THE EXERCISE: Reproduce the rows below verbatim, starting at their first line and ending with the line that contains "[56, 0, 350, 49]", that line included. Copy nothing past it.

● ● ● ●

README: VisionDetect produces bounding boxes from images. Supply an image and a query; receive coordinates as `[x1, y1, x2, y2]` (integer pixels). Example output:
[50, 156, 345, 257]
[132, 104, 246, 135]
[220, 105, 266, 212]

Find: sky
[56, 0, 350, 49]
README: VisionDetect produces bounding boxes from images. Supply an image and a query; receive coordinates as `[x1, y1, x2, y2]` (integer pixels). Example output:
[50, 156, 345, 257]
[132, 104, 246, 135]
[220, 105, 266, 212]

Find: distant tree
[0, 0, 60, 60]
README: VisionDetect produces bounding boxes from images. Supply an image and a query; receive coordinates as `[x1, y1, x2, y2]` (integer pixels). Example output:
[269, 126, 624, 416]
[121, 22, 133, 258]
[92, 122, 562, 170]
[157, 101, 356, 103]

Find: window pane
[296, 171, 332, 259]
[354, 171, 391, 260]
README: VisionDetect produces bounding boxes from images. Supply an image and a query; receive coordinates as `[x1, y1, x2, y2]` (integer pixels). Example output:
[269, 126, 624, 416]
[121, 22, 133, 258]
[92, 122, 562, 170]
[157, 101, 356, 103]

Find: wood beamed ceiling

● ● ● ●

OUTPUT BELOW:
README: VisionDetect produces bounding boxes from images. Supply an image and a query; receive coordinates as `[x1, y1, x2, y2]` (integer pixels). Example output:
[50, 156, 345, 257]
[132, 104, 246, 135]
[220, 105, 266, 212]

Find: sky
[56, 0, 350, 49]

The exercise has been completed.